> **Dataset content**
:::

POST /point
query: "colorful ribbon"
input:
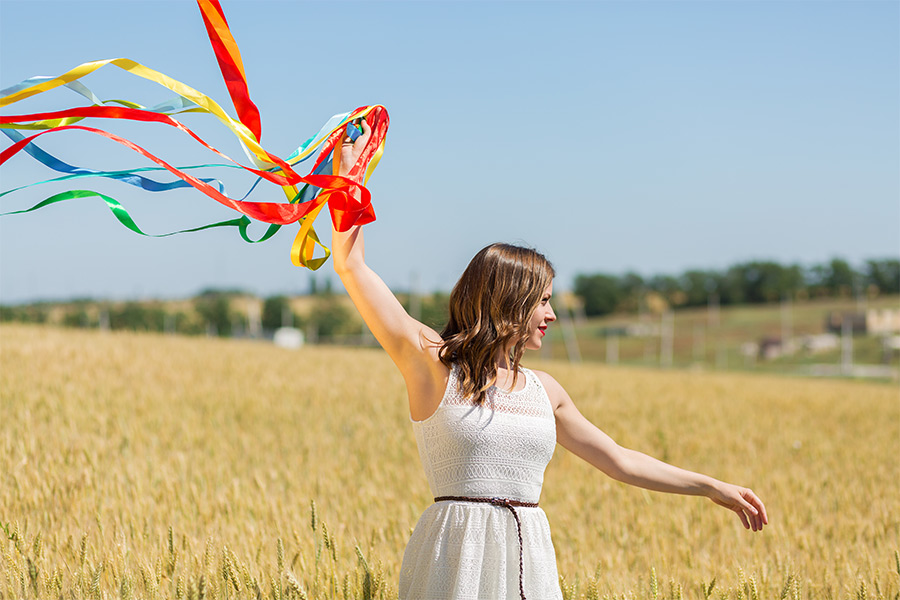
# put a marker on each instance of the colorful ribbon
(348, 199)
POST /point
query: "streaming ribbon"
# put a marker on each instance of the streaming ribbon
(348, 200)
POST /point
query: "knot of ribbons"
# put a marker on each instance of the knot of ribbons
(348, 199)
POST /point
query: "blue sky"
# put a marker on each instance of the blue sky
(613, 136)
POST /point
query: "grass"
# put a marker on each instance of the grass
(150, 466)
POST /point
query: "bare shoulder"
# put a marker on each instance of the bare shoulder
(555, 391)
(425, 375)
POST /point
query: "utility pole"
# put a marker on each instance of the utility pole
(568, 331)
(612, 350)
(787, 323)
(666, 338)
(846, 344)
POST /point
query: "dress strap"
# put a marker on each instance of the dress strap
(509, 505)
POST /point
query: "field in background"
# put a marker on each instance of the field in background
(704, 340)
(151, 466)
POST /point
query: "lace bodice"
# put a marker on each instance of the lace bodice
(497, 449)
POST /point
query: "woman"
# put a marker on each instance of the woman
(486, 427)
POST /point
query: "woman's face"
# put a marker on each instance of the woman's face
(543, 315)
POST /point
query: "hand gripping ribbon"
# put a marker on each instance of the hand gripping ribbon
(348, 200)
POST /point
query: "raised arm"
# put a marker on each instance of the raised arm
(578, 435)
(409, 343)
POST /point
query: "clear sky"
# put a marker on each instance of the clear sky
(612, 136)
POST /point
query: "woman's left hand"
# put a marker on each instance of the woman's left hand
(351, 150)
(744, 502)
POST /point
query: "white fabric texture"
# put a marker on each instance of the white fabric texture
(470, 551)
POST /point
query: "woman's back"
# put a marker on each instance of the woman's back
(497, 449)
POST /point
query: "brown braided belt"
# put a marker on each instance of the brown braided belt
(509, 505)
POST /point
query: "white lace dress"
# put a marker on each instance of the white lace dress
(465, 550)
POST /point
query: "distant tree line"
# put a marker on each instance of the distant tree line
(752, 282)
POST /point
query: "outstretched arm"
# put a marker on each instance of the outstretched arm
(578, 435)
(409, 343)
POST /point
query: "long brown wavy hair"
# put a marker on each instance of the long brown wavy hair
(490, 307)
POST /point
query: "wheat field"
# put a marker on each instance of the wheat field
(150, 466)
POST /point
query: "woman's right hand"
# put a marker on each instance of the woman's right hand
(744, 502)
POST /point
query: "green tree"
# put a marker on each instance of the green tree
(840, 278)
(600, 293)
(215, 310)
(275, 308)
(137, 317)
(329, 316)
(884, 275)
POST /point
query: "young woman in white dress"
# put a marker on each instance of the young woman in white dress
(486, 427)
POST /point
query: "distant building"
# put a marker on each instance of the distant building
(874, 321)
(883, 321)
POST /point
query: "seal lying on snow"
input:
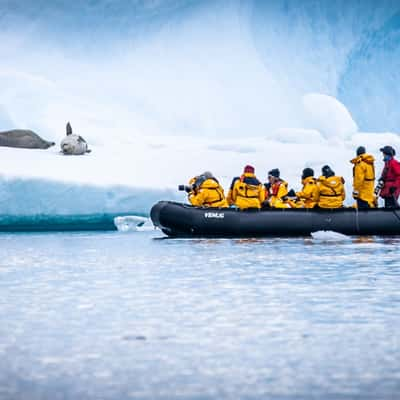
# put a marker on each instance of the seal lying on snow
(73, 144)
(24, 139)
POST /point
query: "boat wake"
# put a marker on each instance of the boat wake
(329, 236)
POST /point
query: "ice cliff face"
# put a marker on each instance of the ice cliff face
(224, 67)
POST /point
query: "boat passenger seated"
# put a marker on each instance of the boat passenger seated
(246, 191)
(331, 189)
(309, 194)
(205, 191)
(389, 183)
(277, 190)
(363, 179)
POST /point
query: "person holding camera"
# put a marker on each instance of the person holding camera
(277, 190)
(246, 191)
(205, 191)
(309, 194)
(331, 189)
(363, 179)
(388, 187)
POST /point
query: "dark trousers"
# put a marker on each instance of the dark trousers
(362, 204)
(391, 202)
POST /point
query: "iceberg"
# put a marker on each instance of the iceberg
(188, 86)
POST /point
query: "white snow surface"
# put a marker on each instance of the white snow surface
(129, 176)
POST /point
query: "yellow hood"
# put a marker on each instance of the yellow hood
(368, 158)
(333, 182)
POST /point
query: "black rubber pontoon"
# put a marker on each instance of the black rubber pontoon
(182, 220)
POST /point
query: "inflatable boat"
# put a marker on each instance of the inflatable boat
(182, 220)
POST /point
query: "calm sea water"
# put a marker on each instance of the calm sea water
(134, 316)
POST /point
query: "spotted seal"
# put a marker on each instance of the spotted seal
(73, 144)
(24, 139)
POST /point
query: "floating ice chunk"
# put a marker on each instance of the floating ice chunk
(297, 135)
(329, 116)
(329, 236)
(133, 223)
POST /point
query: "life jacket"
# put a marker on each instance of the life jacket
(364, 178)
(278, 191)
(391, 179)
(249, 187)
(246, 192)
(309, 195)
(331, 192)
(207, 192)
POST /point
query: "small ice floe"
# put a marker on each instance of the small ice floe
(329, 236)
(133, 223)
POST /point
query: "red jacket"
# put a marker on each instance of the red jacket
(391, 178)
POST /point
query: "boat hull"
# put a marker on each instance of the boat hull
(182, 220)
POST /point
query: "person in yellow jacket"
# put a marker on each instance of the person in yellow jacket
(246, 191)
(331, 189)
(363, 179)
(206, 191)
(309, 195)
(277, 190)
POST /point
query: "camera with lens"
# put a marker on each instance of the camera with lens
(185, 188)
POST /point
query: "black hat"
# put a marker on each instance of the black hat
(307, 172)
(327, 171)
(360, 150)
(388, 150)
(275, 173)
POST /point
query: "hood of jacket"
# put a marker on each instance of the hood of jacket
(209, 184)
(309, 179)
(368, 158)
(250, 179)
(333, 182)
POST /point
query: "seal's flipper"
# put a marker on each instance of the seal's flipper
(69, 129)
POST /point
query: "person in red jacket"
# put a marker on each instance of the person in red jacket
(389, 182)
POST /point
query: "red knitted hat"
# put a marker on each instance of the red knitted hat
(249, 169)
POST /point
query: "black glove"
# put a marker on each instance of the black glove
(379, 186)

:::

> **What the task requires**
Reproduce the whole listing above word for word, dropping each image.

> **Exercise answer**
POST /point
query: "colorful ribbon"
input:
# put a marker on each instance of the colorful ribbon
(348, 199)
POST /point
query: "streaming ribbon"
# put a marker on each instance of the streaming ribbon
(348, 200)
POST /point
query: "knot of ribbons"
# put a marker on each instance of the knot of ribbons
(348, 199)
POST /point
query: "blue sky"
# put a marker on each instance of the blue sky
(613, 136)
POST /point
query: "grass"
# put a marker on each instance of the grass
(150, 466)
POST /point
query: "bare shoulder"
# put a marker on each instance of the bare shoulder
(555, 391)
(425, 375)
POST /point
query: "utility pole"
# put a marker on each instance of the utility pole
(568, 331)
(612, 350)
(787, 323)
(666, 338)
(846, 344)
POST /point
query: "dress strap"
# put a marker on each instance of the dress strap
(509, 505)
POST /point
query: "field in background"
# put a marker on each instance of the field in background
(704, 340)
(151, 466)
POST /point
query: "lace bodice"
# put a marker on each instance of the lace bodice
(497, 449)
POST /point
query: "woman"
# put a marker on each instance of the woman
(486, 427)
POST /point
query: "woman's face"
# put a marker on each instance of the woman's face
(543, 315)
POST /point
query: "hand gripping ribbon"
# put a marker on each instance of the hand gripping ribbon
(348, 200)
POST /point
query: "raised arm"
# put a marker on each instance of the raised arm
(578, 435)
(409, 343)
POST /point
query: "clear sky"
# put a marker on each instance of the clear sky
(612, 136)
POST /point
query: "woman's left hand"
# put a marker on each instance of the woman's left hand
(351, 150)
(744, 502)
POST /point
query: "white fabric texture"
# put a marker on each instance of the white fabric texture
(470, 551)
POST /point
query: "woman's back"
# put a marker on each instance of the woman's back
(497, 449)
POST /point
query: "brown braided belt"
# put a marker on each instance of the brown braided belt
(509, 505)
POST /point
query: "white lace dress"
# put a marker on each instance of the white lace dress
(465, 550)
POST /point
query: "distant tree line"
# put a marker on each instance of the distant tree line
(752, 282)
POST /point
query: "outstretched arm"
# put a marker on each instance of the outstretched arm
(578, 435)
(409, 343)
POST /point
query: "long brown wavy hair"
# put a marker on each instance of the long brown wavy hair
(490, 307)
POST /point
query: "wheat field"
# put a marker on each instance of the wheat field
(150, 466)
POST /point
query: "woman's right hand"
# put a marker on each instance of the woman's right hand
(744, 502)
POST /point
query: "green tree"
# put a marker on each instance of the green tree
(840, 278)
(600, 293)
(215, 310)
(275, 308)
(137, 317)
(329, 316)
(884, 275)
POST /point
query: "young woman in white dress"
# put a marker on each instance of the young woman in white dress
(486, 427)
POST /point
query: "distant building"
# put a marker on each instance of the distant building
(874, 321)
(883, 321)
POST /point
query: "seal lying on snow"
input:
# put a marker on each instance of the seal lying on snow
(73, 144)
(24, 139)
POST /point
query: "boat wake"
# put a marker on each instance of the boat wake
(329, 236)
POST /point
query: "ice cliff face"
# put a marker on each instance of the ice cliff face
(224, 67)
POST /point
query: "boat passenger seated"
# put a marker on each instance of the boat passenger seated
(246, 191)
(331, 189)
(309, 194)
(205, 191)
(389, 183)
(277, 190)
(363, 179)
POST /point
query: "person holding camera"
# put a marker on each instance of the person holding camera
(277, 190)
(246, 191)
(205, 191)
(309, 194)
(331, 189)
(363, 179)
(388, 187)
POST /point
query: "dark trousers"
# put a marker on each instance of the dark trousers
(362, 204)
(391, 202)
POST /point
query: "iceberg"
# put a marker on each instance of the iceberg
(188, 86)
POST /point
query: "white snow surface"
# put a marker on each instance of the white snow surface
(129, 176)
POST /point
query: "yellow hood"
# put a marker on each instance of the yellow hood
(368, 158)
(333, 182)
POST /point
query: "black rubber pontoon"
# put a marker on each instance of the black rubber pontoon
(182, 220)
POST /point
query: "inflatable boat"
# put a marker on each instance of the inflatable boat
(182, 220)
POST /point
query: "calm sea water"
# put a marker on each instance of the calm sea water
(134, 316)
POST /point
query: "spotted seal"
# put a marker on each instance of the spotted seal
(73, 144)
(24, 139)
POST /point
query: "floating ice chunk"
# put a marker on each instance of the floating ice chunk
(297, 135)
(329, 116)
(329, 236)
(133, 223)
POST /point
query: "life jacket"
# put a marker on each instance of the life jacket
(364, 178)
(278, 191)
(391, 179)
(249, 187)
(246, 192)
(309, 195)
(331, 192)
(207, 192)
POST /point
query: "small ice floe"
# put a marker on each instance of the small ice floe
(329, 236)
(133, 223)
POST /point
query: "red jacket"
# put a marker on each instance of the red jacket
(391, 178)
POST /point
query: "boat hull"
# put a marker on each instance of the boat hull
(182, 220)
POST /point
query: "person in yellow jacket"
# put a marker on each instance of the person in yellow jacket
(246, 191)
(331, 189)
(363, 179)
(206, 191)
(309, 195)
(277, 190)
POST /point
query: "camera with lens"
# put a marker on each instance of the camera with lens
(185, 188)
POST /point
query: "black hat"
# put a marker on each instance of the black hat
(307, 172)
(327, 171)
(360, 150)
(388, 150)
(275, 173)
POST /point
query: "hood of jacket"
# put a marker on each instance of the hood of jacket
(209, 184)
(309, 179)
(368, 158)
(250, 179)
(333, 182)
POST /point
query: "seal's flipper"
# put a marker on each instance of the seal's flipper
(69, 129)
POST /point
query: "person in red jacket"
# put a marker on each instance of the person in red jacket
(389, 182)
POST /point
query: "red knitted hat"
# put a marker on each instance of the red knitted hat
(249, 169)
POST /point
query: "black glove"
# put a marker on each instance of the black glove
(379, 186)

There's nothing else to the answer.